BEGIN THE DATA

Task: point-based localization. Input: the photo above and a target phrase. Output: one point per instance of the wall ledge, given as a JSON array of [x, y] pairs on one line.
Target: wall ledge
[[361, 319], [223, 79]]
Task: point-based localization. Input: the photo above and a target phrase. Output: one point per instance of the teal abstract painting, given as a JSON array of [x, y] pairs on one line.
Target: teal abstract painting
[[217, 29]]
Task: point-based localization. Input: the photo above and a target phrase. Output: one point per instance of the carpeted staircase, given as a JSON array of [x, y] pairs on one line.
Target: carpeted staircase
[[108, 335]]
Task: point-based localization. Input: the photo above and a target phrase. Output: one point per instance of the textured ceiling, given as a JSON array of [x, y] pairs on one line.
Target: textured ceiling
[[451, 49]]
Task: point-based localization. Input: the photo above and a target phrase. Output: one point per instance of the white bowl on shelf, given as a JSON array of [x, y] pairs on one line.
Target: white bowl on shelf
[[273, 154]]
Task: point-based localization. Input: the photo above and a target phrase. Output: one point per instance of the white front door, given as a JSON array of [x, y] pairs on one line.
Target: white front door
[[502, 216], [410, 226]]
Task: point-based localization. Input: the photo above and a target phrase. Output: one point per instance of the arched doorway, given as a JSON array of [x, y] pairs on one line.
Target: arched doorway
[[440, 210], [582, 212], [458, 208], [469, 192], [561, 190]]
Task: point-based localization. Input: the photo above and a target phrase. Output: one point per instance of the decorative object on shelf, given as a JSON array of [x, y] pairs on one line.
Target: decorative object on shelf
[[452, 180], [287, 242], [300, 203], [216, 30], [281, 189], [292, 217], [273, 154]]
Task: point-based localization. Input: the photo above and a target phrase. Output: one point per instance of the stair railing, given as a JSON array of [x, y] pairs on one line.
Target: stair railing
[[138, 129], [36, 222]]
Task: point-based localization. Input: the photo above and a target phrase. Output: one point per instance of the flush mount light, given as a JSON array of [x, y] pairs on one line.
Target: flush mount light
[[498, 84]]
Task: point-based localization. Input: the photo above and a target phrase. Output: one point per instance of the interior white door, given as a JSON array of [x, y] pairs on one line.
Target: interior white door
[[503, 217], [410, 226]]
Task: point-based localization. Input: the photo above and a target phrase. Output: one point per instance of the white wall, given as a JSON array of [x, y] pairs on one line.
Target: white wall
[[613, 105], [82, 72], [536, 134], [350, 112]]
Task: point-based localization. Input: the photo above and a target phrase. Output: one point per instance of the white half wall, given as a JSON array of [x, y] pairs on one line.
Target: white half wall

END THE DATA

Each record above is to be reproduced exactly, in full.

— RESULT BELOW —
Task: point-based localization. Input: the photo above and a target phrase. Output: one point per instance of the wall ledge, given as a JSON array of [x, y] pairs on one line.
Target: wall ledge
[[361, 319], [223, 79]]
Task: point-based localization. Input: the photo above and a target phrase. Output: one point per instance of the teal abstract painting, given as a JSON array of [x, y] pairs on one line.
Target: teal abstract painting
[[217, 29]]
Task: point-based localization. Input: the photo above and a target phrase. Output: one point per instance of the carpeted staircase, given as a JSON array of [x, y] pairs on one line.
Target: carpeted staircase
[[108, 335]]
Task: point-based localization. Input: the photo above and a target phrase. Output: one point per instance of the textured ceiling, given as a JSON array of [x, y] pairs on one line.
Target: textured ceiling
[[451, 49]]
Task: point-based localization. Input: the photo above and a target phrase. Output: one point per instance of the white bowl on shelf, given as a JSON array of [x, y] pairs on one line.
Target: white bowl on shelf
[[273, 154]]
Task: point-based localization. Input: the photo above and a target phrase. Output: one point per instance of the white front door, given as a JSON array of [x, y] pairs on one line.
Target: white front door
[[502, 216], [410, 226]]
Task: point-based localization. Input: the photo above and a target phrase. Output: one point per instance of the arched doorway, given as a JSON array of [x, y] pairs on one line.
Target: arched doorway
[[440, 210], [582, 212], [458, 208], [469, 192], [561, 190]]
Task: point-based localization. Input: the photo above and a target phrase. Output: one point per instance of the decorative object on shelf, given as a JSON array of [x, y] pairs on one line.
Target: decorative object on shelf
[[452, 180], [287, 242], [300, 203], [216, 30], [281, 189], [292, 217], [273, 154]]
Task: point-based localization. Input: the photo above and a target phrase. Output: one point per instance of the stair railing, given as a JSON array of [x, y] pairs on one line.
Target: stair railing
[[138, 129], [36, 222]]
Task: point-based localization. Input: the photo above and a target phrase. Output: one point per instance of the flush mount light, given as a JSON array of [x, y] pairs on one line.
Target: flush mount light
[[498, 84]]
Task: point-based localization. Input: the photo above and a target phrase. Output: one point per instance of the interior white door, given as a JSON array of [x, y] pairs on one line.
Target: interior white door
[[503, 217], [410, 226]]
Task: point-based localization. Input: the photo above and a target phrase. Output: one point per instance of the white wall, given as a JSON array of [x, y] pairs on one line.
Target: white wall
[[613, 105], [82, 72], [536, 134], [350, 112]]
Task: point-based localization. Input: the photo above and a target phrase. Output: one point per instance of the white half wall, given as a JSON array of [x, y] pairs on one line.
Target: white half wall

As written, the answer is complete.